● PROBLEM TO SOLVE: List every line of the material below that contains the string "relief", matching case exactly, and copy each line in full.
#### DATASET ENTRIES
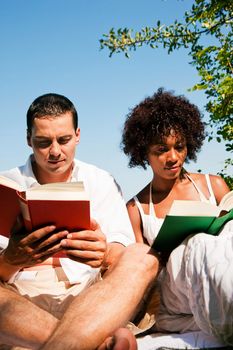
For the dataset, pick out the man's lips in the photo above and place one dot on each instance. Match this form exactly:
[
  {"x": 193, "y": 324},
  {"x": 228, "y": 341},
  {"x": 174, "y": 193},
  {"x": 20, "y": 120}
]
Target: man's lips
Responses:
[
  {"x": 56, "y": 161},
  {"x": 173, "y": 168}
]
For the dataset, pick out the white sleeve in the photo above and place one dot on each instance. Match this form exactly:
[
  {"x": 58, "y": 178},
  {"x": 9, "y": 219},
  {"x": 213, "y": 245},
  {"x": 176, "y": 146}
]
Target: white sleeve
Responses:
[{"x": 108, "y": 208}]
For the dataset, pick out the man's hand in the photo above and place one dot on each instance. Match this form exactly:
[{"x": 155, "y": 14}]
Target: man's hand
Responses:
[
  {"x": 88, "y": 246},
  {"x": 28, "y": 249}
]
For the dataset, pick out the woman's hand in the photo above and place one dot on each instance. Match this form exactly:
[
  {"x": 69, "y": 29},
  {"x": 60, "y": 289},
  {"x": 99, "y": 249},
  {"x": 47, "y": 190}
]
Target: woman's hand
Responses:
[{"x": 88, "y": 246}]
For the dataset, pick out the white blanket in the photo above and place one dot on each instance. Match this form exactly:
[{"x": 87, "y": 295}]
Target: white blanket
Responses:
[{"x": 190, "y": 340}]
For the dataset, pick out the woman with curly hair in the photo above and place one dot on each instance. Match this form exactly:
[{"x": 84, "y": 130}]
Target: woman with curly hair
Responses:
[{"x": 165, "y": 131}]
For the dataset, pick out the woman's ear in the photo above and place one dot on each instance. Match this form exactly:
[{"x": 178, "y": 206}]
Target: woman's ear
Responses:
[{"x": 77, "y": 132}]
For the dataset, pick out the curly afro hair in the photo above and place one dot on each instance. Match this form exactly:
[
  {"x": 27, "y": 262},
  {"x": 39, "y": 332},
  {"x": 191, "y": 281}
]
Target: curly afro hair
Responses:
[{"x": 151, "y": 121}]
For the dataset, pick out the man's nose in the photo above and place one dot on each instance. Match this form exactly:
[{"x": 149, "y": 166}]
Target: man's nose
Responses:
[{"x": 55, "y": 149}]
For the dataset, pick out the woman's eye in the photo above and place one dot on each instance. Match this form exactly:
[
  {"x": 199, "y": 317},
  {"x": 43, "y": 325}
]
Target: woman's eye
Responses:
[{"x": 63, "y": 141}]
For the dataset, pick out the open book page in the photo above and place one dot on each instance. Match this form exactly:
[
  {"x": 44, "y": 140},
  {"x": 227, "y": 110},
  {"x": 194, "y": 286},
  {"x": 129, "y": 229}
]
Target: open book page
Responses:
[
  {"x": 7, "y": 182},
  {"x": 58, "y": 191},
  {"x": 227, "y": 201},
  {"x": 193, "y": 208}
]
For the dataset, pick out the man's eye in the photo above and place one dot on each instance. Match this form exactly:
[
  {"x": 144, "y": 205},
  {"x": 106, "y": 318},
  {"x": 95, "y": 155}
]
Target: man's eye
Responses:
[
  {"x": 43, "y": 144},
  {"x": 63, "y": 141}
]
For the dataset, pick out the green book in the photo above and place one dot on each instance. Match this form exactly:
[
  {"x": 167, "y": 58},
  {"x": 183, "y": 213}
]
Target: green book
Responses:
[{"x": 188, "y": 217}]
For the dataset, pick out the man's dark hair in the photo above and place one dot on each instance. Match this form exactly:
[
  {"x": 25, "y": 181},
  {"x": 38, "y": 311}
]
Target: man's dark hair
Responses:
[
  {"x": 152, "y": 120},
  {"x": 52, "y": 105}
]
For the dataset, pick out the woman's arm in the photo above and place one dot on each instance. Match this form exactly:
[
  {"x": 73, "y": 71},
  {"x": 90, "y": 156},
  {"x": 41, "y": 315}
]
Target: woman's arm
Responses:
[{"x": 219, "y": 187}]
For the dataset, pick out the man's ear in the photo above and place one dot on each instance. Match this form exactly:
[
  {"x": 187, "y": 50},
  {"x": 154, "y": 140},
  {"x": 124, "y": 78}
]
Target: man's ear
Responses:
[
  {"x": 77, "y": 133},
  {"x": 29, "y": 139}
]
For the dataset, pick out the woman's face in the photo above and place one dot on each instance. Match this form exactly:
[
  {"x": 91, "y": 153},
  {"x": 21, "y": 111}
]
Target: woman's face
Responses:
[{"x": 167, "y": 157}]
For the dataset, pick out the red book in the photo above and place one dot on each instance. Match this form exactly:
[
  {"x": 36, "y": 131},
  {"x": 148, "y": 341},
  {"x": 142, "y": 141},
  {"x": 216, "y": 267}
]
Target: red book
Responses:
[{"x": 65, "y": 205}]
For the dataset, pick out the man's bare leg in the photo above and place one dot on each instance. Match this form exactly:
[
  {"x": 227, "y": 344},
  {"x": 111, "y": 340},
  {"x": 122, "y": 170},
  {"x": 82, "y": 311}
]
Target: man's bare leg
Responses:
[
  {"x": 108, "y": 305},
  {"x": 22, "y": 323},
  {"x": 122, "y": 339}
]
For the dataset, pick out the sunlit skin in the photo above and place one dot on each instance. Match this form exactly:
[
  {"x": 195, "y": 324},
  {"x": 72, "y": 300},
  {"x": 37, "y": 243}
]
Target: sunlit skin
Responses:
[
  {"x": 166, "y": 159},
  {"x": 53, "y": 140}
]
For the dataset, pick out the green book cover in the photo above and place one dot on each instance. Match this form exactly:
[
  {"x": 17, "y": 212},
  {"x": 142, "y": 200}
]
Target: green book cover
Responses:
[
  {"x": 176, "y": 228},
  {"x": 190, "y": 217}
]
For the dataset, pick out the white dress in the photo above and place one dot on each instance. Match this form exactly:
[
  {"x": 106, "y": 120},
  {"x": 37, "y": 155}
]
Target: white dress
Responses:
[{"x": 197, "y": 283}]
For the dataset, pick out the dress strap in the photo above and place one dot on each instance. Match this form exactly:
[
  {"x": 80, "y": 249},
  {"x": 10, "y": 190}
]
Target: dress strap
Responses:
[
  {"x": 141, "y": 211},
  {"x": 212, "y": 198},
  {"x": 151, "y": 205},
  {"x": 202, "y": 196}
]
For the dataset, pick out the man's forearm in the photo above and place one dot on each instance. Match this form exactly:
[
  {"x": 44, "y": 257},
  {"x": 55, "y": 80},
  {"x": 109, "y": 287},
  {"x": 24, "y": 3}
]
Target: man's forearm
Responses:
[{"x": 6, "y": 269}]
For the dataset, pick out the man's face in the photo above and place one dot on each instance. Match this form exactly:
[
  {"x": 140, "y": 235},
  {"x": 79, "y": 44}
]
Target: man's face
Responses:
[{"x": 53, "y": 140}]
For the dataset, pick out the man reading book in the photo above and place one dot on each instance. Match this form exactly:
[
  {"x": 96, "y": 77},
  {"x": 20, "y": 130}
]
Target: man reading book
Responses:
[{"x": 64, "y": 303}]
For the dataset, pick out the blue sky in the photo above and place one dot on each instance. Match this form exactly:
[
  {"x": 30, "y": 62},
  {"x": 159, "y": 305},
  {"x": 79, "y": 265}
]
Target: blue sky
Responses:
[{"x": 53, "y": 46}]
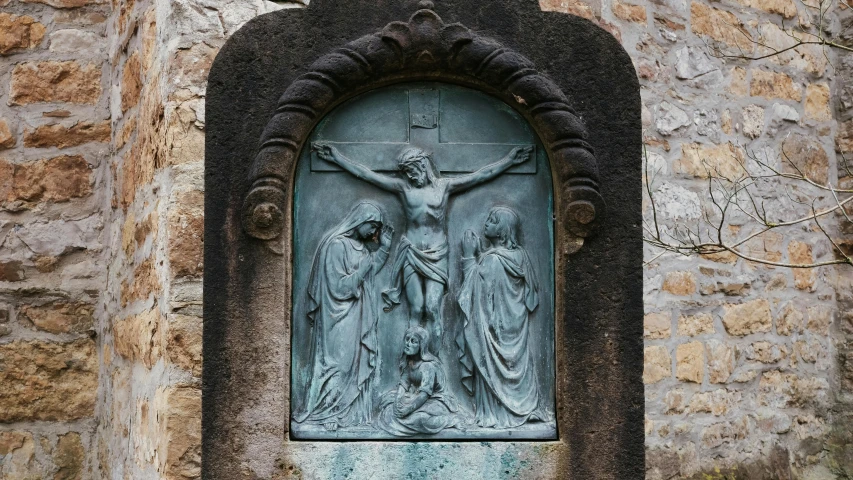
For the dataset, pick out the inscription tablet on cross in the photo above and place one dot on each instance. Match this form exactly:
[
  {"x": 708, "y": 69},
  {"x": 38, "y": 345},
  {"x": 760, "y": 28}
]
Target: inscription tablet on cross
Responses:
[{"x": 425, "y": 131}]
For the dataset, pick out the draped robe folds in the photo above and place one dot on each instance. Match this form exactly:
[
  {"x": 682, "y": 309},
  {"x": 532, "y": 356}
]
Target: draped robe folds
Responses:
[
  {"x": 498, "y": 293},
  {"x": 343, "y": 311}
]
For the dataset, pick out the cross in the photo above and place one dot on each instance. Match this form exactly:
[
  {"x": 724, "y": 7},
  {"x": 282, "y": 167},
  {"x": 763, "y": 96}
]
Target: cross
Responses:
[{"x": 425, "y": 131}]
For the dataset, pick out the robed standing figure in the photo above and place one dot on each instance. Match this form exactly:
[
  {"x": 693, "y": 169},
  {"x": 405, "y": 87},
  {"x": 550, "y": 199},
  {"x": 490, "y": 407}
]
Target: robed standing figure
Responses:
[
  {"x": 342, "y": 309},
  {"x": 498, "y": 293}
]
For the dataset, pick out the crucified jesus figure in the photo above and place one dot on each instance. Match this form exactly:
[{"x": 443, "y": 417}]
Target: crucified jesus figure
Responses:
[{"x": 421, "y": 264}]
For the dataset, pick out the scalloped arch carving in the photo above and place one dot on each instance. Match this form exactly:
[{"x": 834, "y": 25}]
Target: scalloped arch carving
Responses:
[{"x": 424, "y": 48}]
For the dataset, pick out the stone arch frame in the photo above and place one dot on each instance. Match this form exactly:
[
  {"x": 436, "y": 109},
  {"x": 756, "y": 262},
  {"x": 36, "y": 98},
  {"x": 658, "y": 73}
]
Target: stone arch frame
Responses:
[{"x": 425, "y": 48}]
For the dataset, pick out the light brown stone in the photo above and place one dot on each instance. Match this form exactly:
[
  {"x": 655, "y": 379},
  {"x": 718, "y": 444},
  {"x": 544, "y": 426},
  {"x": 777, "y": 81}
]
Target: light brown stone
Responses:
[
  {"x": 630, "y": 13},
  {"x": 656, "y": 325},
  {"x": 60, "y": 317},
  {"x": 142, "y": 284},
  {"x": 181, "y": 410},
  {"x": 817, "y": 102},
  {"x": 131, "y": 82},
  {"x": 680, "y": 283},
  {"x": 844, "y": 137},
  {"x": 56, "y": 135},
  {"x": 690, "y": 362},
  {"x": 138, "y": 338},
  {"x": 657, "y": 364},
  {"x": 47, "y": 380},
  {"x": 786, "y": 8},
  {"x": 57, "y": 179},
  {"x": 702, "y": 161},
  {"x": 820, "y": 319},
  {"x": 186, "y": 235},
  {"x": 55, "y": 82},
  {"x": 747, "y": 318},
  {"x": 720, "y": 25},
  {"x": 184, "y": 345},
  {"x": 66, "y": 3},
  {"x": 692, "y": 325},
  {"x": 7, "y": 140},
  {"x": 774, "y": 85},
  {"x": 800, "y": 253},
  {"x": 790, "y": 320},
  {"x": 19, "y": 32},
  {"x": 721, "y": 361},
  {"x": 69, "y": 457},
  {"x": 573, "y": 7}
]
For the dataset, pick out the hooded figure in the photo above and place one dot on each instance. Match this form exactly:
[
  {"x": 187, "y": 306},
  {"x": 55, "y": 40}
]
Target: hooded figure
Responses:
[
  {"x": 498, "y": 293},
  {"x": 342, "y": 309}
]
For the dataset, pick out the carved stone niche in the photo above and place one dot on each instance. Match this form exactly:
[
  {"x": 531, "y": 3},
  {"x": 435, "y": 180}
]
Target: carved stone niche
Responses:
[{"x": 407, "y": 246}]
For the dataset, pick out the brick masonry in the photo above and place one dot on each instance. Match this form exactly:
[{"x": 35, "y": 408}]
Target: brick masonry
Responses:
[{"x": 748, "y": 368}]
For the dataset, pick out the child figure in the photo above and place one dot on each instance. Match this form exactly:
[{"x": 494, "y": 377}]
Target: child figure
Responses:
[{"x": 420, "y": 405}]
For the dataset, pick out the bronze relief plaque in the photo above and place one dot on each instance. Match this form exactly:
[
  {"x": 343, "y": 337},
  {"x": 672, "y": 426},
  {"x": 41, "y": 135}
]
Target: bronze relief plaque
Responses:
[{"x": 423, "y": 297}]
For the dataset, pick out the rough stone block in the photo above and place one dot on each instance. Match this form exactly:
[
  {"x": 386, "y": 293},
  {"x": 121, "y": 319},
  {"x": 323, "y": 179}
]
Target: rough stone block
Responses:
[
  {"x": 60, "y": 317},
  {"x": 69, "y": 82},
  {"x": 48, "y": 380},
  {"x": 747, "y": 318},
  {"x": 690, "y": 362},
  {"x": 60, "y": 136},
  {"x": 657, "y": 364},
  {"x": 19, "y": 32}
]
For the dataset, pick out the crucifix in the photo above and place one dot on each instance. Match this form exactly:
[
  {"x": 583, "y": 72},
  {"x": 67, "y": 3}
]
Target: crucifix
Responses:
[{"x": 420, "y": 270}]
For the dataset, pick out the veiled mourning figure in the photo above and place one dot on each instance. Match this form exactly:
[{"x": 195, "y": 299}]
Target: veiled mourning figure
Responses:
[
  {"x": 342, "y": 308},
  {"x": 420, "y": 405},
  {"x": 498, "y": 293}
]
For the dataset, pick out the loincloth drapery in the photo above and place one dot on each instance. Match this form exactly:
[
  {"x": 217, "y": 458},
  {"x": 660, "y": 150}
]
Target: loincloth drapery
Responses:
[{"x": 409, "y": 260}]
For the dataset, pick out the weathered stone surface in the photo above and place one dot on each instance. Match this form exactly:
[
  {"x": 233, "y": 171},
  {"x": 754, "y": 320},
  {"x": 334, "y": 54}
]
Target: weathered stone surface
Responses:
[
  {"x": 630, "y": 13},
  {"x": 66, "y": 3},
  {"x": 55, "y": 82},
  {"x": 184, "y": 345},
  {"x": 131, "y": 82},
  {"x": 692, "y": 325},
  {"x": 820, "y": 319},
  {"x": 800, "y": 253},
  {"x": 753, "y": 121},
  {"x": 57, "y": 135},
  {"x": 721, "y": 361},
  {"x": 19, "y": 32},
  {"x": 747, "y": 318},
  {"x": 680, "y": 283},
  {"x": 786, "y": 8},
  {"x": 790, "y": 320},
  {"x": 670, "y": 118},
  {"x": 657, "y": 364},
  {"x": 83, "y": 43},
  {"x": 47, "y": 380},
  {"x": 657, "y": 325},
  {"x": 69, "y": 457},
  {"x": 138, "y": 338},
  {"x": 60, "y": 317},
  {"x": 817, "y": 102},
  {"x": 181, "y": 411},
  {"x": 766, "y": 352},
  {"x": 720, "y": 25},
  {"x": 700, "y": 160},
  {"x": 186, "y": 240},
  {"x": 57, "y": 179},
  {"x": 690, "y": 362},
  {"x": 7, "y": 139},
  {"x": 142, "y": 284},
  {"x": 774, "y": 85}
]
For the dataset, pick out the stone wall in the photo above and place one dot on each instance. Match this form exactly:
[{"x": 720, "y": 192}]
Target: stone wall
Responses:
[{"x": 748, "y": 367}]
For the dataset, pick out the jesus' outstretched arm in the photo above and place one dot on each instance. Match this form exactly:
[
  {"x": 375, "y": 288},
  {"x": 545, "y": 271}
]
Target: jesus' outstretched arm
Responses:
[
  {"x": 516, "y": 156},
  {"x": 331, "y": 154}
]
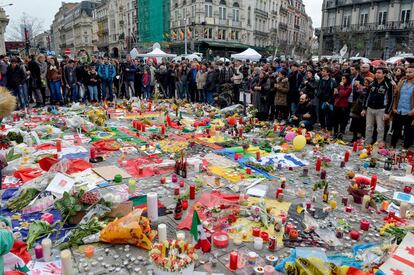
########
● ANSWER FOR THE TASK:
For the dataset, pick out the bronze relief plaque in the photo above and place one dot on each instance. Match this form exactly:
Target: bronze relief plaque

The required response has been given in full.